Couple’s Personal Tragedy Helps to Educate Others
By Air Force Master Sgt. Greg Rudl
Special to American Forces Press Service
ARLINGTON, Oct. 10, 2008 No one would have faulted Carol Graham or her husband, Army Maj. Gen. Mark A. Graham, if they had kept their enormous grief private.
Their youngest son, Kevin, committed suicide in June 2003. Seven months later, their other son, Jeffrey, an Army lieutenant, was killed in Iraq.
Instead, the two have gone public with their personal tragedy to teach others about suicide prevention.
In front of more than 100 people at the Army National Guard Readiness Center here Oct. 8, Graham talked about losing her two sons and how it changed her life.
Her appearance was part of the Army National Guard’s Suicide Prevention Program guest speaker series. She was introduced by Alice Nuttall, wife of Maj. Gen. James W. Nuttall, deputy director of the Army National Guard.
“Pain is the price we pay for being alive,” said Graham, quoting Rabbi Harold S. Kushner from his book, “When Bad Things Happen to Good People.”
She and her family have had more than their share of bad things.
Kevin was a University of Kentucky senior and Army ROTC scholarship cadet when he took his own life. Jeffrey, a second lieutenant in the Army, was readying for a deployment to Iraq. Because of his brother’s death, the Army offered him stateside duty instead. He declined.
On Feb. 19, 2004, while leading a foot patrol in Khaldiyah, Iraq, Jeff Graham stopped his platoon short of a bridge after noticing something out of the ordinary on the guard rail. As he was calling in the report, the roadside bomb detonated, killing him.

- [TASK DIRECTIONS] Copy the passage of the news article starting with "She and her" and going on through "instead. He declined.".

Source data:
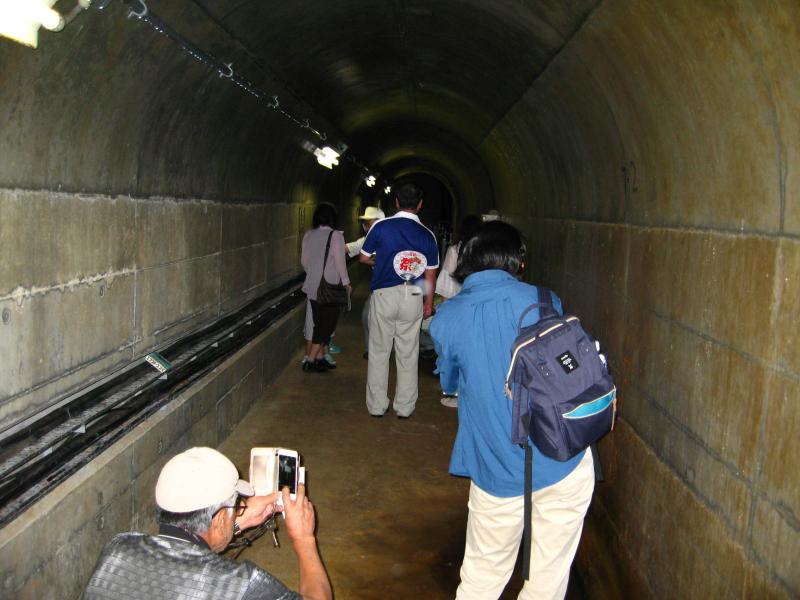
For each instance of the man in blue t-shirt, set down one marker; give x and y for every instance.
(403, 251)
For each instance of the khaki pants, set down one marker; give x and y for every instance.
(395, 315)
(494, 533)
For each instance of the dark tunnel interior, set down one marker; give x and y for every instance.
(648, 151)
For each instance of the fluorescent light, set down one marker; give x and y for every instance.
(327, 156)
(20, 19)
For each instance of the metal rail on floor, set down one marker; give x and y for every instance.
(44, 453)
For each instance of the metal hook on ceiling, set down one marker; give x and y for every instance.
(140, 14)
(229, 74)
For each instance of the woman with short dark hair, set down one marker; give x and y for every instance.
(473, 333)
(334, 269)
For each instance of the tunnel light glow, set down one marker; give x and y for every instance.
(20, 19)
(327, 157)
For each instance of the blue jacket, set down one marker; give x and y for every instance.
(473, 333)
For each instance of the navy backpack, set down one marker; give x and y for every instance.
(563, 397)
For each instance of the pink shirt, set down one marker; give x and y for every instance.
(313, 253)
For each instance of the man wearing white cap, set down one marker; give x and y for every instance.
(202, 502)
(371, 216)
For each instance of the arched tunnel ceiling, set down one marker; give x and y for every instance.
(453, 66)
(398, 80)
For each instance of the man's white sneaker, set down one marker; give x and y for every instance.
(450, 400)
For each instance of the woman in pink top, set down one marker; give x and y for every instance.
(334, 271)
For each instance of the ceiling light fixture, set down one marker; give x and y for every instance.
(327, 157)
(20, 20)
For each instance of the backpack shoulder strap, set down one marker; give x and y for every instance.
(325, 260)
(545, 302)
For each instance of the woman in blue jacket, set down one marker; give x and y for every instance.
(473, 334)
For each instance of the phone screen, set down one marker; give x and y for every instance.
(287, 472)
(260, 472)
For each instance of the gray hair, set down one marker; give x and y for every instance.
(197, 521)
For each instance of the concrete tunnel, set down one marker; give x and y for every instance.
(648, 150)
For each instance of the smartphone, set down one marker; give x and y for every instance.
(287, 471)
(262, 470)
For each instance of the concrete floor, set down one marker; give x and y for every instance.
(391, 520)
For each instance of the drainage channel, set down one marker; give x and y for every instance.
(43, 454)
==
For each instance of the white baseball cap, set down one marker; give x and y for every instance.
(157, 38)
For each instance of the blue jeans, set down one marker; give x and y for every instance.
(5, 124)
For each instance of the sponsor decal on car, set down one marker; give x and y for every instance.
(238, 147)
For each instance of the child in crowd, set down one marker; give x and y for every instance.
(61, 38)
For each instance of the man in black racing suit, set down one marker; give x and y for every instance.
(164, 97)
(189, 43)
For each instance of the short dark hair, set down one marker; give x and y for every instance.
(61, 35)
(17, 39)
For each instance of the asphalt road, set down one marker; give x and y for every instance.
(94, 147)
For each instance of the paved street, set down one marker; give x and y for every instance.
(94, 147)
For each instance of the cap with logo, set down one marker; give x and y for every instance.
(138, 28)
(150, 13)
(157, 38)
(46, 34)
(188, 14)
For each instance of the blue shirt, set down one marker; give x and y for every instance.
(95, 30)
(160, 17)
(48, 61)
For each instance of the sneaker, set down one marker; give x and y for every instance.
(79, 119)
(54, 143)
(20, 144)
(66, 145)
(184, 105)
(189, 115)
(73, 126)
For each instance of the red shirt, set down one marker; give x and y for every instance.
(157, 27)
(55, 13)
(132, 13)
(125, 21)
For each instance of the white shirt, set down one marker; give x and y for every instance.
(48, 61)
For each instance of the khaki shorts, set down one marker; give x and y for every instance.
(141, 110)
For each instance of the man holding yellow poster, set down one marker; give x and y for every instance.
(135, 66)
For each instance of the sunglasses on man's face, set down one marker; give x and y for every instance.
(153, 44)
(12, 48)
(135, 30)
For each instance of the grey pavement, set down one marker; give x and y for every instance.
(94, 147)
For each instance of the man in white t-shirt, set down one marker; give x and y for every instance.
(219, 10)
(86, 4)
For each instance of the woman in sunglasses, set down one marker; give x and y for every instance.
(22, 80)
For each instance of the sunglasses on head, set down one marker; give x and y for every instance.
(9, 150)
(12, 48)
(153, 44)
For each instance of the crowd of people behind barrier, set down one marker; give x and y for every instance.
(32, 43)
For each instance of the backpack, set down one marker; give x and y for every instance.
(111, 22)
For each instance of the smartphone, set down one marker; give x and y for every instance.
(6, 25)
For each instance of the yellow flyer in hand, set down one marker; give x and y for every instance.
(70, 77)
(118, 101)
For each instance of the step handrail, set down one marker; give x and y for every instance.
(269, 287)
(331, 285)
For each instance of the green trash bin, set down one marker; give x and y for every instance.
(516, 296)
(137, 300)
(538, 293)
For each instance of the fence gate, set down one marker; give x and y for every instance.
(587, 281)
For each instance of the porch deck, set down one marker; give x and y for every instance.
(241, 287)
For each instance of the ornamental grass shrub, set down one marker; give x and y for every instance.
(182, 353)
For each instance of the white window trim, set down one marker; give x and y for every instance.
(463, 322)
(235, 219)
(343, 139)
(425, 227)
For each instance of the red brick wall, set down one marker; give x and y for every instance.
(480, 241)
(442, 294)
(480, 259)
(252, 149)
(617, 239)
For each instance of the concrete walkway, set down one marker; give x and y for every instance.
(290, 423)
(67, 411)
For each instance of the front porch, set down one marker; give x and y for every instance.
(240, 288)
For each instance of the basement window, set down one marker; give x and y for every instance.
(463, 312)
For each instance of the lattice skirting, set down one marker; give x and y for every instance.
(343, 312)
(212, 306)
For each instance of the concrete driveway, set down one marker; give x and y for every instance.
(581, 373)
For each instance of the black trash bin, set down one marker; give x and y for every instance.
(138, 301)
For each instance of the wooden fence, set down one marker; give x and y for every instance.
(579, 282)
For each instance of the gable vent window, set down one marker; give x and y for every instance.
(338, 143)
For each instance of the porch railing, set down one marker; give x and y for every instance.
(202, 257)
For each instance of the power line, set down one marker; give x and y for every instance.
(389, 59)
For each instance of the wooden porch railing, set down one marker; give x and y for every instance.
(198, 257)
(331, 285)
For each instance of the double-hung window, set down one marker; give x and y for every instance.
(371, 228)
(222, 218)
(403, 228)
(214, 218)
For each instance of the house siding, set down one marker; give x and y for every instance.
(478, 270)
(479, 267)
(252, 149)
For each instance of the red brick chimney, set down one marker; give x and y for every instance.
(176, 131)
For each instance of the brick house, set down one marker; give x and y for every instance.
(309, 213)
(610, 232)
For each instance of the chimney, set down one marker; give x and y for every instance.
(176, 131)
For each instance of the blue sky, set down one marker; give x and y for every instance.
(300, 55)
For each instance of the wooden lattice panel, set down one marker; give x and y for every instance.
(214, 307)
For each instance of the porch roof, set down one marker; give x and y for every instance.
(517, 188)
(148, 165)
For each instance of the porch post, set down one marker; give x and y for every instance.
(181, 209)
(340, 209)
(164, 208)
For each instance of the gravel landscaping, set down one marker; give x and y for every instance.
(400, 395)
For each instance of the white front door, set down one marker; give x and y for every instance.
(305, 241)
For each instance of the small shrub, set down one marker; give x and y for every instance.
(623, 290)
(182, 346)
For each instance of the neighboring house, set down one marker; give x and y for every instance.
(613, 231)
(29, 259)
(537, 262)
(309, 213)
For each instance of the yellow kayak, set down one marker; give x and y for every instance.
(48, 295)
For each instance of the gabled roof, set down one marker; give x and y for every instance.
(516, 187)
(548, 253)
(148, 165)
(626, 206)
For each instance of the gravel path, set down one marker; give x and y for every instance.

- [REPLY]
She and her family have had more than their share of bad things.
Kevin was a University of Kentucky senior and Army ROTC scholarship cadet when he took his own life. Jeffrey, a second lieutenant in the Army, was readying for a deployment to Iraq. Because of his brother’s death, the Army offered him stateside duty instead. He declined.